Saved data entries
——————
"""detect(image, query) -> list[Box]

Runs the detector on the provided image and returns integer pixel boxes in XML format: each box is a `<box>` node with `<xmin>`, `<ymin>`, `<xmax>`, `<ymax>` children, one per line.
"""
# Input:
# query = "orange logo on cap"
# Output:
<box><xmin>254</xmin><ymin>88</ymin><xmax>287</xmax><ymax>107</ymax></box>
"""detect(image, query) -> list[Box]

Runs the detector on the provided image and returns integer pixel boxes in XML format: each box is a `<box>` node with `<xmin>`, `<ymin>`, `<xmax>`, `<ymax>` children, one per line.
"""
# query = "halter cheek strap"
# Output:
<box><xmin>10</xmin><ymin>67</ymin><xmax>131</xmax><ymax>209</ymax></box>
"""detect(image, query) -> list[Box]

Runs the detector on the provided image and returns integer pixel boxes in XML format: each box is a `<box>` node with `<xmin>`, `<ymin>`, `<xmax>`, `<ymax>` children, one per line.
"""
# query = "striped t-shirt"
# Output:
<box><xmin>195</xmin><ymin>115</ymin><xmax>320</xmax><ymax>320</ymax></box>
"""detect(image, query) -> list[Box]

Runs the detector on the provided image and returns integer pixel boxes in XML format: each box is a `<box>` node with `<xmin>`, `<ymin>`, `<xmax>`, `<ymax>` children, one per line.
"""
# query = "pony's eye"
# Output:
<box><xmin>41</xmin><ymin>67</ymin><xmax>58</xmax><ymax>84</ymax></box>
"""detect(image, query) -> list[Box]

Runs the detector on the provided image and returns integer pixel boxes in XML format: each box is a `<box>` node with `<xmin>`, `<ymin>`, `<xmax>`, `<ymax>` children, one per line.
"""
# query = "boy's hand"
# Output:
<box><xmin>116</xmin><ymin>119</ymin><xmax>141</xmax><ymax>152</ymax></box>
——————
_PROMPT_
Reproduce every line of the data above without omission, shifting each pixel coordinate in the output boxes by -46 and leaving all other text unchanged.

_SOLUTION FOR THIS PROBLEM_
"""detect(image, query) -> list[Box]

Runs the detector on the provided image and returns integer pixel boxes in XML format: each box is a `<box>` node with `<xmin>`, `<ymin>`, `<xmax>`, `<ymax>` children, one per line.
"""
# Input:
# query = "orange logo on cap"
# Output:
<box><xmin>208</xmin><ymin>42</ymin><xmax>241</xmax><ymax>61</ymax></box>
"""detect(image, query) -> list[Box]

Runs the detector on the provided image and returns integer pixel boxes in XML format: each box is a `<box>` node with `<xmin>`, `<ymin>`, `<xmax>`, `<ymax>` children, one per line.
"""
# query = "halter cheek strap"
# Output:
<box><xmin>-36</xmin><ymin>21</ymin><xmax>85</xmax><ymax>163</ymax></box>
"""detect(image, query) -> list[Box]

Runs the detector on the provided image and returns integer pixel boxes in XML format: each box is a `<box>` node with `<xmin>`, `<ymin>`, `<xmax>`, `<ymax>` children, one per line.
"""
# query = "striped t-shirt"
# Output:
<box><xmin>149</xmin><ymin>69</ymin><xmax>274</xmax><ymax>274</ymax></box>
"""detect(image, query) -> list[Box]

Runs the detector on the provided image and returns integer pixel boxes in XML format: each box is a `<box>` node with `<xmin>`, `<ymin>`, `<xmax>`, `<ymax>` children, one per line.
"""
# query = "pony's eye"
# Output:
<box><xmin>-5</xmin><ymin>21</ymin><xmax>12</xmax><ymax>38</ymax></box>
"""detect(image, query) -> list[Box]

Runs the detector on the provided image and returns integer pixel boxes in XML format: each box is a `<box>` node with `<xmin>`, `<ymin>`, `<xmax>`, `<ymax>` children, one per line.
"""
# query = "boy's hand"
# Output:
<box><xmin>70</xmin><ymin>73</ymin><xmax>95</xmax><ymax>106</ymax></box>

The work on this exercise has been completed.